Short task: Put the lines of the rows below into a Markdown table with the columns "Number" and "Line", running from the start of the rows through the line containing "point(186, 477)", both ends included. Leave out blank lines and pictures.

Excerpts from location labeling data

************

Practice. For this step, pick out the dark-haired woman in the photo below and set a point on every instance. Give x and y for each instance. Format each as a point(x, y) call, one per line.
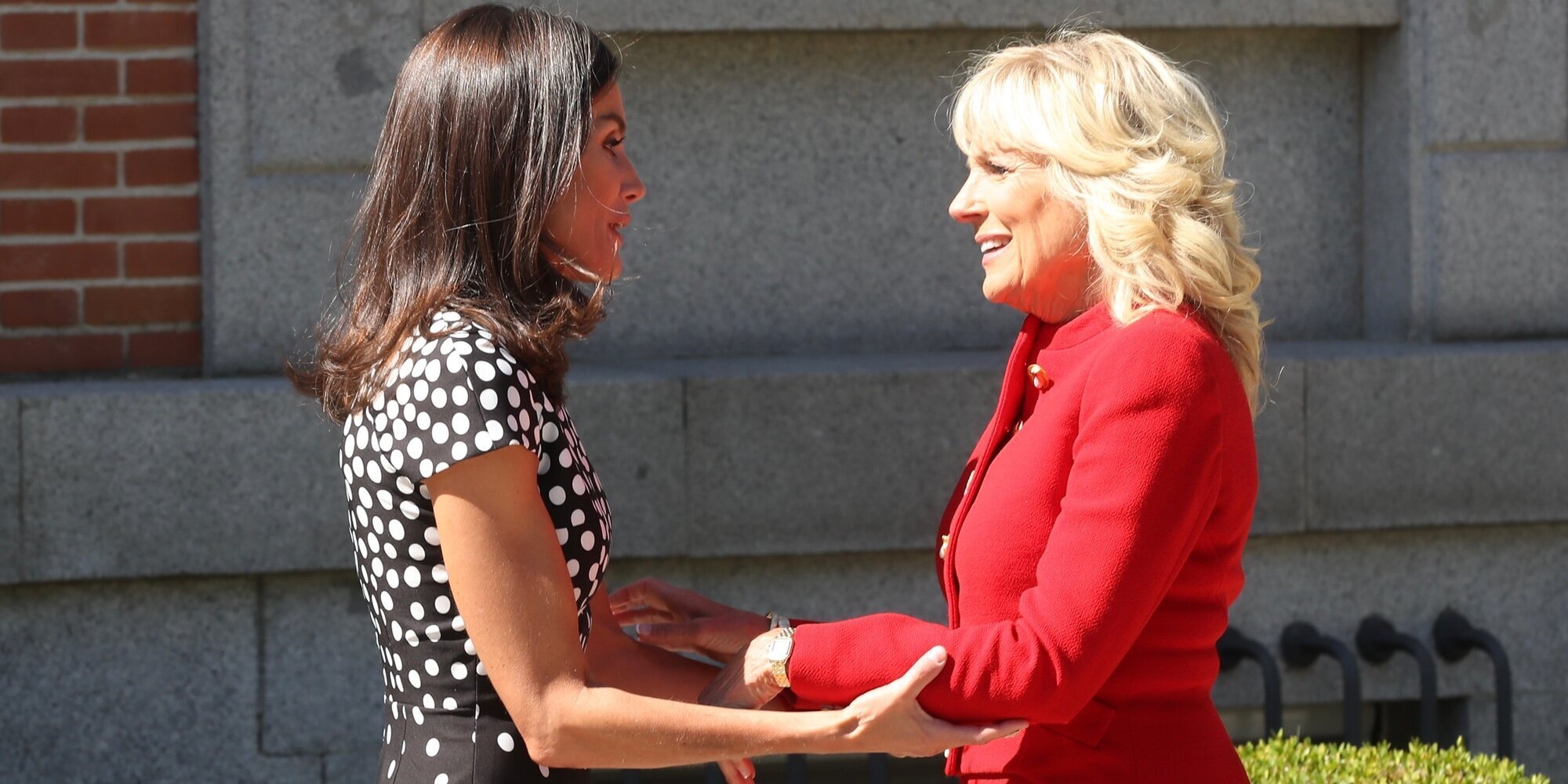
point(481, 531)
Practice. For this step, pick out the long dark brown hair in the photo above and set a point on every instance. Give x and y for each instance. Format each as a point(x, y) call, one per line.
point(485, 132)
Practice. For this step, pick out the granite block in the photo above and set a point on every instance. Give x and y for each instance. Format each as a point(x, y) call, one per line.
point(134, 681)
point(1437, 437)
point(1497, 71)
point(322, 691)
point(1282, 448)
point(830, 456)
point(633, 427)
point(12, 561)
point(1500, 242)
point(186, 477)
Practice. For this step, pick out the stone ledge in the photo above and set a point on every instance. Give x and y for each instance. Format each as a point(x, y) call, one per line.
point(672, 16)
point(758, 456)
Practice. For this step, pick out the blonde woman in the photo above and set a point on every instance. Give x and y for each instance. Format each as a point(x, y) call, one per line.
point(1094, 543)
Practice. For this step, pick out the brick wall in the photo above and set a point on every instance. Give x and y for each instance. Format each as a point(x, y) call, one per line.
point(100, 214)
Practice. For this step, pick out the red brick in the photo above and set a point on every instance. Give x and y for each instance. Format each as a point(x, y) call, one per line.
point(57, 354)
point(59, 78)
point(40, 308)
point(140, 122)
point(162, 260)
point(59, 170)
point(165, 349)
point(140, 29)
point(161, 78)
point(142, 305)
point(161, 167)
point(142, 216)
point(38, 217)
point(38, 125)
point(57, 261)
point(20, 32)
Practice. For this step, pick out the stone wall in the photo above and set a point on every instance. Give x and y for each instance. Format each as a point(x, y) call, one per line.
point(800, 363)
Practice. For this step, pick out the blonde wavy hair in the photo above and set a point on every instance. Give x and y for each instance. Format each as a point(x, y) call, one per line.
point(1134, 142)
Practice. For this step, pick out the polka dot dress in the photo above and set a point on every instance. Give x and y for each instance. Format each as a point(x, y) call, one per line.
point(456, 394)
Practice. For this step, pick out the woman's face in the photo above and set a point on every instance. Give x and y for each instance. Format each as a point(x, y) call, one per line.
point(1033, 245)
point(583, 231)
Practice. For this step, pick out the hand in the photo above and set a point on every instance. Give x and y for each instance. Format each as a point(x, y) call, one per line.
point(888, 719)
point(684, 620)
point(747, 683)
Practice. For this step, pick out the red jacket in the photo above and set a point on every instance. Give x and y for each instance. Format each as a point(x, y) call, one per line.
point(1092, 557)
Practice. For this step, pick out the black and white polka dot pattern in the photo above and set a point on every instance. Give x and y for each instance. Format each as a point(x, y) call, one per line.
point(452, 396)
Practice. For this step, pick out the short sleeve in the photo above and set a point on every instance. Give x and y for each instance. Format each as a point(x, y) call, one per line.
point(456, 396)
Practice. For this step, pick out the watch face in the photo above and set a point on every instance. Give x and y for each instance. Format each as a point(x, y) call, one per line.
point(779, 650)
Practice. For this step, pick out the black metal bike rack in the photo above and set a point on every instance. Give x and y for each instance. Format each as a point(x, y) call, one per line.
point(1377, 642)
point(1302, 644)
point(1233, 647)
point(1454, 637)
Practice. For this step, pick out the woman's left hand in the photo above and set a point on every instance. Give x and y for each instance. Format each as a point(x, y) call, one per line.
point(747, 683)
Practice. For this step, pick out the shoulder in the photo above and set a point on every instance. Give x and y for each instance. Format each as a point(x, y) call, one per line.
point(1164, 352)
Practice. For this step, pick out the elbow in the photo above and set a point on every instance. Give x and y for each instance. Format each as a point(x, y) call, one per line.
point(548, 731)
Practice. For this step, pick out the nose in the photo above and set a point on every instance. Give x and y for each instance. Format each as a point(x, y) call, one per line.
point(967, 206)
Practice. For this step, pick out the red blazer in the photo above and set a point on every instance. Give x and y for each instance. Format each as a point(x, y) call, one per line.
point(1091, 561)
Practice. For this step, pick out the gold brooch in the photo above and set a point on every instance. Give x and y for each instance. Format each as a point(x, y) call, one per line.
point(1037, 376)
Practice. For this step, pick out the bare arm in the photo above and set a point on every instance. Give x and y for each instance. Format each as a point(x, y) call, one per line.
point(619, 661)
point(512, 587)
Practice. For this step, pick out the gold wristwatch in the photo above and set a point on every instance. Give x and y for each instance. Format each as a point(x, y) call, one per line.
point(779, 656)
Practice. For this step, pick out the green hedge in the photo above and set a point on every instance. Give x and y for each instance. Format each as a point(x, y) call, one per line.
point(1294, 761)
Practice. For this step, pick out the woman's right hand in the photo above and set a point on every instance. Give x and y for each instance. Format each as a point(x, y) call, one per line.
point(888, 719)
point(683, 620)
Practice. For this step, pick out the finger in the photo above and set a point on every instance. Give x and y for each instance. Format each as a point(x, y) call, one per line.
point(923, 672)
point(644, 615)
point(733, 774)
point(678, 634)
point(976, 735)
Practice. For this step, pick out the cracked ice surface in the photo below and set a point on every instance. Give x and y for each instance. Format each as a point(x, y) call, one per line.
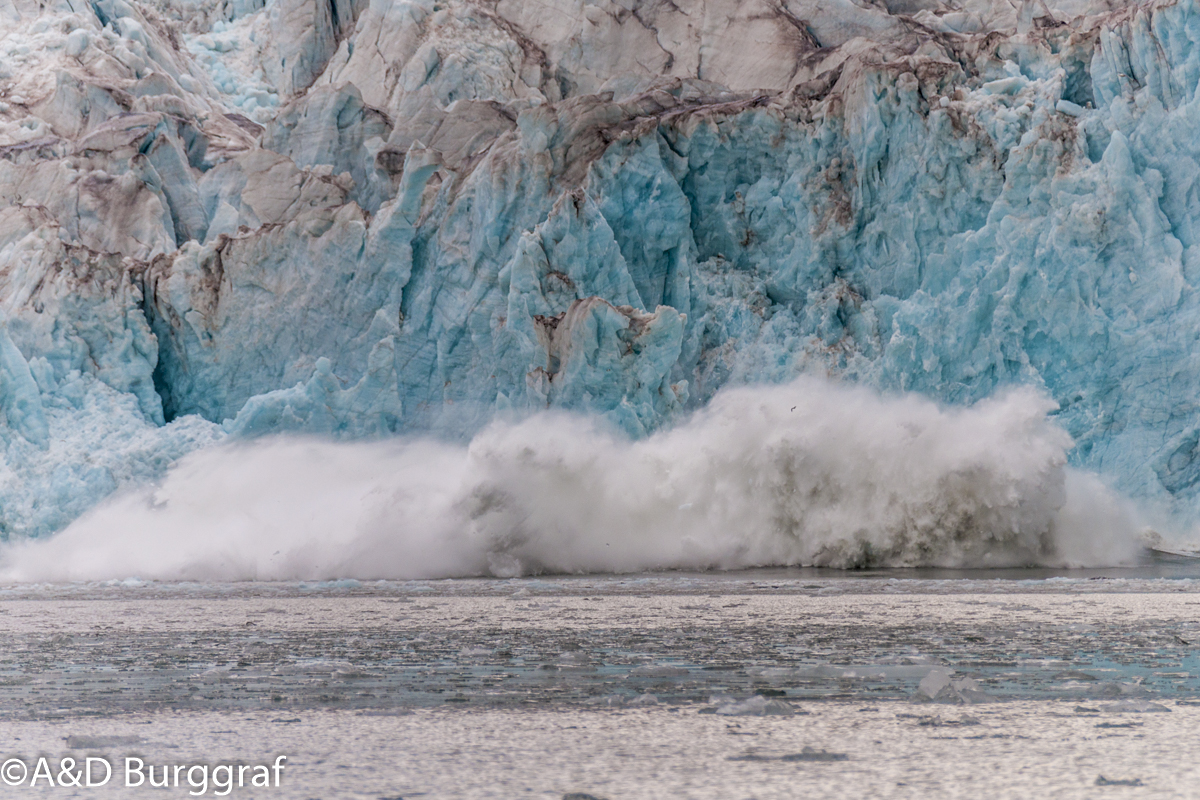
point(330, 216)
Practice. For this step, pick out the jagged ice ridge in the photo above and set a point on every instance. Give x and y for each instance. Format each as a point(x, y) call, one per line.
point(227, 218)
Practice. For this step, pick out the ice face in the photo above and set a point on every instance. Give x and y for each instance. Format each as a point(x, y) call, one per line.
point(363, 220)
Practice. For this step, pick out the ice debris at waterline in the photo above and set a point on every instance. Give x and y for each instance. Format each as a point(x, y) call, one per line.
point(803, 474)
point(234, 217)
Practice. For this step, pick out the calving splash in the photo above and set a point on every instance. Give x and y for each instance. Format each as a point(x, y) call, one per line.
point(803, 474)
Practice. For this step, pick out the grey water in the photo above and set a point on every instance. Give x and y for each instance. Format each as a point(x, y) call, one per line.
point(751, 684)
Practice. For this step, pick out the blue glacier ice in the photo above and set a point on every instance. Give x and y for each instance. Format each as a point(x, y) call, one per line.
point(225, 218)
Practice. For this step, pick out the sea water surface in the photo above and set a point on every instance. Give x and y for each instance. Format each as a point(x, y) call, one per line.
point(726, 685)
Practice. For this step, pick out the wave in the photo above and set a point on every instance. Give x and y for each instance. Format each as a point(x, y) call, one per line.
point(810, 473)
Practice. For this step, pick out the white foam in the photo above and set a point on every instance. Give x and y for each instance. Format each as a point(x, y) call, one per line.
point(803, 474)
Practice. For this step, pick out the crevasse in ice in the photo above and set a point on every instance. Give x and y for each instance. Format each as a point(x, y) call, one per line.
point(411, 216)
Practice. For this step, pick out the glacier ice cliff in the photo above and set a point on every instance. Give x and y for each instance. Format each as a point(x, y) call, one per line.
point(233, 217)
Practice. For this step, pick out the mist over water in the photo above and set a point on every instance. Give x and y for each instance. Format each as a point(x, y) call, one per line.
point(803, 474)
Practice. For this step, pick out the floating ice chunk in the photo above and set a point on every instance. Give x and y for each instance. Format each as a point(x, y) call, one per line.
point(658, 671)
point(1134, 707)
point(934, 684)
point(756, 707)
point(101, 743)
point(807, 755)
point(939, 687)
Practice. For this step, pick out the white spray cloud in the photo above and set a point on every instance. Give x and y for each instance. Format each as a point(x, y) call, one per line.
point(804, 474)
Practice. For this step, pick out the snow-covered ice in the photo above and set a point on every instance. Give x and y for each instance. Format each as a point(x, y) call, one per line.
point(226, 220)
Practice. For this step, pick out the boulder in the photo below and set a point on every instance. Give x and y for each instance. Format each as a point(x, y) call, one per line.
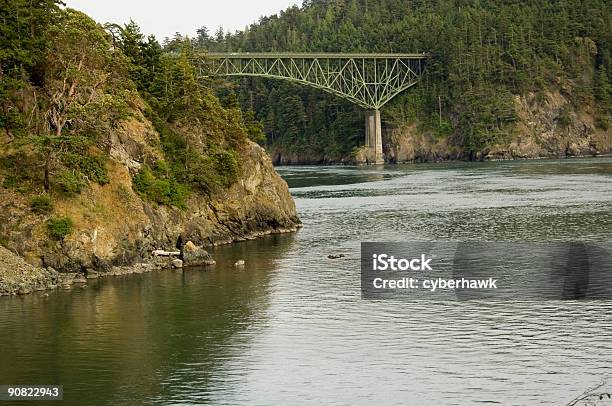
point(193, 255)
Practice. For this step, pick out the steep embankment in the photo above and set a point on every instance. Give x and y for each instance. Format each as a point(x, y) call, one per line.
point(113, 225)
point(547, 126)
point(111, 149)
point(505, 79)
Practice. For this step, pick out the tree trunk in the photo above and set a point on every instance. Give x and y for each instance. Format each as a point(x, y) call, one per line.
point(47, 170)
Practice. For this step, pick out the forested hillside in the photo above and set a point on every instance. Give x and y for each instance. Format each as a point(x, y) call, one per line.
point(486, 55)
point(111, 148)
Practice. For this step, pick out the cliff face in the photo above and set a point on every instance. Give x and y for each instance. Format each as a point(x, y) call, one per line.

************

Output for this exercise:
| Number | Line |
|---|---|
| 1 | Practice. For this step, pick out the dark-haired woman in the photo below and set a point on every instance. Give x and y for each instance. Format each as a point(x, y) call, one per line. |
| 2 | point(481, 531) |
| 3 | Practice. For this step, pick out the long dark brown hair in the photo above and set a point on every instance. Give x and y for each instance. Format each as a point(x, y) call, one per line. |
| 4 | point(485, 132) |
| 5 | Practice. For this step, pick out the granite block in the photo above and set a point on every instance. Give x and y for each instance. Format each as a point(x, y) call, one per line. |
| 6 | point(134, 681) |
| 7 | point(1437, 437) |
| 8 | point(1497, 71) |
| 9 | point(322, 691) |
| 10 | point(1282, 448) |
| 11 | point(830, 456) |
| 12 | point(633, 427) |
| 13 | point(12, 561) |
| 14 | point(1500, 242) |
| 15 | point(186, 477) |